Could every line below be transcribed exactly, with the pictures dropped?

### Listed entries:
((

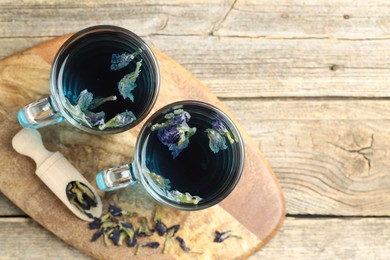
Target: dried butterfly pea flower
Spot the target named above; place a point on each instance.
(184, 197)
(127, 84)
(222, 236)
(115, 236)
(163, 183)
(84, 103)
(220, 128)
(175, 132)
(97, 235)
(95, 224)
(183, 244)
(216, 141)
(106, 235)
(81, 197)
(119, 120)
(149, 244)
(96, 102)
(144, 230)
(119, 61)
(95, 119)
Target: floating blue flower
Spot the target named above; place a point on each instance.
(119, 61)
(217, 136)
(95, 119)
(119, 120)
(220, 128)
(127, 84)
(115, 211)
(216, 141)
(169, 135)
(174, 132)
(85, 103)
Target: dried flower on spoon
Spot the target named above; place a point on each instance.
(119, 61)
(81, 197)
(222, 236)
(218, 135)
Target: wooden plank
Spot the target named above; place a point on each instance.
(256, 49)
(244, 18)
(23, 238)
(7, 208)
(331, 157)
(237, 67)
(333, 238)
(50, 18)
(315, 19)
(299, 238)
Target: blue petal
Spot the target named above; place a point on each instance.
(119, 61)
(168, 135)
(119, 120)
(216, 140)
(84, 100)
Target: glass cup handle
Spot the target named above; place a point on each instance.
(116, 178)
(39, 114)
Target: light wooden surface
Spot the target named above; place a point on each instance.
(309, 81)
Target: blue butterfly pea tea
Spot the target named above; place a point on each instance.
(104, 79)
(189, 155)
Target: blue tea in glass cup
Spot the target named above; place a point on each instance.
(104, 80)
(189, 155)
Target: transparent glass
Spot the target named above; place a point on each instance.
(71, 64)
(193, 177)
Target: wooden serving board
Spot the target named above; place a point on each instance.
(255, 209)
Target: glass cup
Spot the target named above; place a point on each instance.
(104, 80)
(189, 155)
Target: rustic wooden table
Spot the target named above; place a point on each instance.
(309, 82)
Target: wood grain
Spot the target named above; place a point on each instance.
(286, 69)
(255, 207)
(331, 155)
(247, 49)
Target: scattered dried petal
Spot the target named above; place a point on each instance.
(171, 231)
(222, 236)
(144, 230)
(97, 235)
(151, 244)
(119, 120)
(115, 236)
(161, 228)
(216, 141)
(95, 224)
(114, 210)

))

### The completed task:
Target: dried butterfly pea flower
Spot the target named above; place a point on each instance.
(184, 197)
(127, 84)
(222, 236)
(115, 236)
(163, 183)
(84, 103)
(220, 128)
(175, 132)
(97, 235)
(95, 224)
(183, 244)
(216, 141)
(106, 235)
(81, 197)
(119, 120)
(149, 244)
(96, 102)
(144, 230)
(119, 61)
(95, 119)
Target: floating blue flower
Spot the target named above; place a point on each instance.
(119, 61)
(217, 136)
(95, 119)
(119, 120)
(220, 128)
(127, 84)
(115, 211)
(216, 141)
(169, 135)
(174, 132)
(85, 103)
Target: dried flower on spoon
Spot the target named above; place a point on each instance.
(119, 61)
(81, 197)
(222, 236)
(218, 135)
Target: wooden plank
Spot the target named above; place a point on each instance.
(256, 49)
(244, 18)
(23, 238)
(7, 208)
(331, 157)
(237, 67)
(333, 238)
(50, 18)
(315, 19)
(299, 238)
Target: blue petal
Spot the target named above; place a point on each instance.
(119, 61)
(168, 135)
(119, 120)
(216, 140)
(84, 100)
Target: glass cup handle
Spot the target named above; place a point on each instance.
(116, 178)
(39, 114)
Target: light wooden surface
Spot the target named above; place a point on each instance.
(309, 81)
Target: blue butterfly pea tea
Spot the target named above; place a point on each instance.
(104, 79)
(189, 155)
Target: blue tea in glass cup
Spot the target named above; place a point on each instance.
(104, 80)
(189, 155)
Target: transparent glass
Spot the target named above; place a point on each instance.
(71, 64)
(193, 177)
Target: wooden serving board
Spot the target named above; place a point on each instance.
(255, 209)
Target: glass cup
Spot the target named above; place a point on each instance.
(104, 80)
(189, 155)
Target: rustic wooden table
Spot the target named above; place a point on each instance.
(309, 82)
Target: wood grain
Spot the target named above; place a point on each instance.
(286, 69)
(255, 207)
(331, 155)
(247, 49)
Target: scattered dried petal
Spot the target named above; place a point on each instance.
(171, 231)
(222, 236)
(144, 230)
(97, 235)
(151, 244)
(119, 120)
(115, 236)
(161, 228)
(216, 141)
(95, 224)
(114, 210)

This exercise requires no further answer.